» WHAT THE TASK ASKS:
Reproduce the listing below word for word, omitting the picture from your answer.

» AVAILABLE DATA:
------------

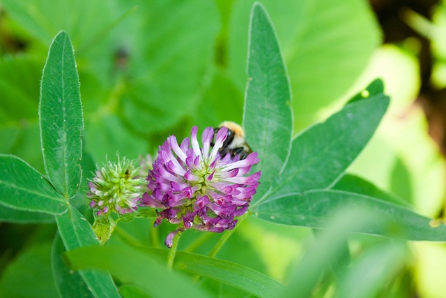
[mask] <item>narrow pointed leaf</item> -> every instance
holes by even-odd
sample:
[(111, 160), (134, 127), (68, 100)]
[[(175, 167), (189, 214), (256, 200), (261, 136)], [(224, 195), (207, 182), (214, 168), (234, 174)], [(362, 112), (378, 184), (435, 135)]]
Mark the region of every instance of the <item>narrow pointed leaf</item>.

------------

» TASK ANSWER:
[mask] <item>narrow pointed leaf</item> -> every instance
holes by even-odd
sample:
[(111, 160), (134, 127), (68, 100)]
[[(175, 167), (189, 214), (256, 200), (261, 136)], [(224, 195), (207, 182), (214, 168), (234, 174)], [(362, 112), (378, 184), (435, 135)]]
Mark the region of every instance of the <item>narrow pointed leaf</item>.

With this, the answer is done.